● **EXERCISE DESCRIPTION**: The reply should contain all the data below, repeated exactly, and none of the images.

● **DATA TO USE**:
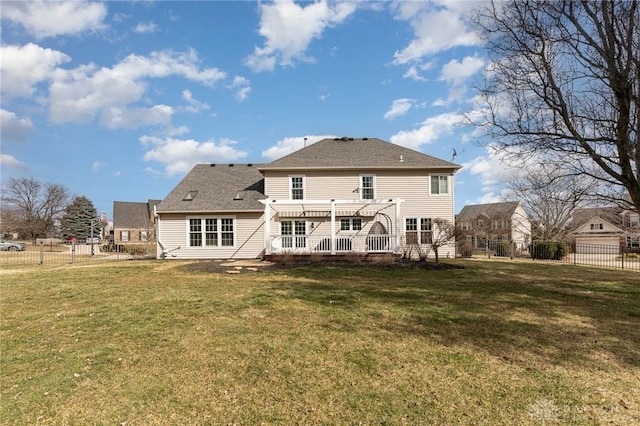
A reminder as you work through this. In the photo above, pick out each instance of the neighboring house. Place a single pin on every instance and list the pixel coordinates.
(336, 196)
(134, 222)
(605, 226)
(480, 223)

● **OUTPUT OF THE EXERCISE**:
A reminder as you work through this. In the photo above, pick out each instance of the neighboring house. Place a single pin on every instance and list the pixel coordinates.
(336, 196)
(134, 222)
(605, 226)
(480, 223)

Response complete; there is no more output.